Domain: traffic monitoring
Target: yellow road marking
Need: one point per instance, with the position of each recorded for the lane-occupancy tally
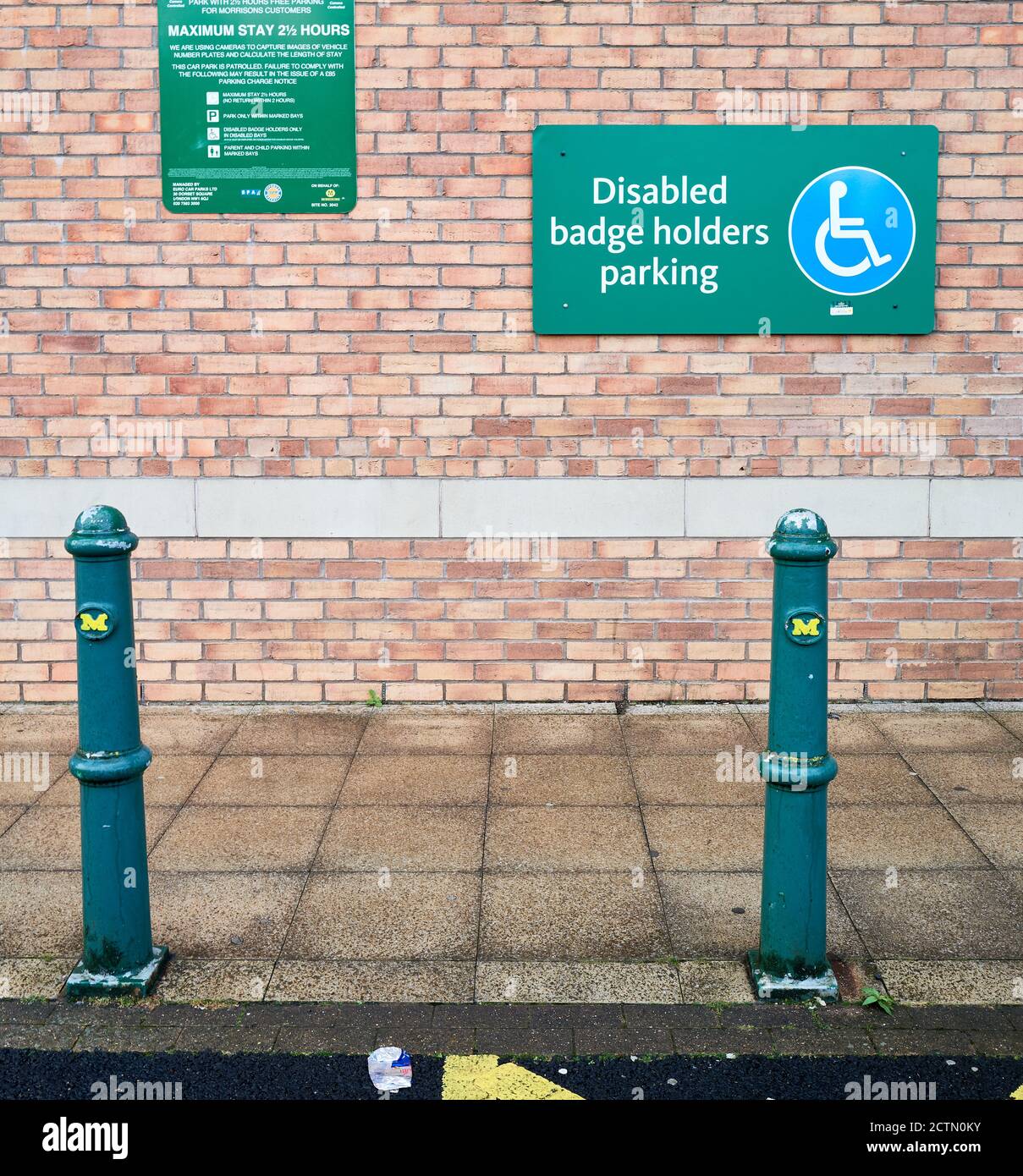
(480, 1076)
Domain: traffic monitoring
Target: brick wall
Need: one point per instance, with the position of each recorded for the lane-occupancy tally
(395, 343)
(311, 621)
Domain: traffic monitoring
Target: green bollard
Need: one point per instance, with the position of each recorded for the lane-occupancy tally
(118, 953)
(796, 768)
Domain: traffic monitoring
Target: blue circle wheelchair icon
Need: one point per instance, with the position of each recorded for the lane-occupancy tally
(851, 231)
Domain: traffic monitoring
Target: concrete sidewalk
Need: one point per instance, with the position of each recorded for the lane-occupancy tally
(521, 855)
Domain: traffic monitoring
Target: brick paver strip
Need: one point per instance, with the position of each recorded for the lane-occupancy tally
(515, 1029)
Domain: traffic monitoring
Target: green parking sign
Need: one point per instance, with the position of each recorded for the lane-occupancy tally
(258, 106)
(734, 229)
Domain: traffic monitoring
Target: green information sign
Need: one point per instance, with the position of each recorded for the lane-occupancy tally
(258, 106)
(734, 229)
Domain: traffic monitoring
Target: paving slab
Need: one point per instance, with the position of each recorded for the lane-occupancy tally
(40, 732)
(697, 778)
(8, 815)
(593, 917)
(216, 980)
(562, 734)
(240, 838)
(705, 838)
(718, 916)
(956, 732)
(273, 780)
(959, 777)
(383, 980)
(50, 838)
(724, 981)
(685, 734)
(223, 915)
(960, 914)
(34, 977)
(607, 983)
(998, 831)
(881, 835)
(555, 778)
(316, 734)
(558, 838)
(337, 854)
(187, 730)
(404, 838)
(394, 916)
(432, 733)
(954, 981)
(40, 913)
(848, 733)
(877, 778)
(168, 780)
(416, 780)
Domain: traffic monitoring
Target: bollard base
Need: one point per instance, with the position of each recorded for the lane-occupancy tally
(790, 988)
(138, 981)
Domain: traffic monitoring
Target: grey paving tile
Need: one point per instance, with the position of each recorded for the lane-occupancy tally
(595, 983)
(416, 780)
(223, 916)
(358, 980)
(583, 917)
(877, 836)
(404, 838)
(561, 734)
(876, 780)
(554, 778)
(50, 838)
(214, 980)
(168, 781)
(705, 838)
(292, 734)
(718, 916)
(954, 981)
(566, 838)
(273, 780)
(685, 734)
(697, 778)
(240, 838)
(934, 914)
(428, 734)
(399, 916)
(953, 732)
(962, 777)
(998, 829)
(40, 913)
(187, 730)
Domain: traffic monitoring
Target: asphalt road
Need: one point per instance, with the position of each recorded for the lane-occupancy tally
(71, 1075)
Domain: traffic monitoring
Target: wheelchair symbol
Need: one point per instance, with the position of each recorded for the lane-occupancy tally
(839, 250)
(845, 228)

====

• **Exercise details**: Write out the entries above word for word, starting at their first line and ending with the line that contains "(480, 1076)", including both of those lines. Leave the picture out of your copy.

• **Answer below**:
Domain: traffic monitoring
Target: yellow road marking
Need: one point per instance, with the position of each recorded for the lane-occupancy tally
(480, 1076)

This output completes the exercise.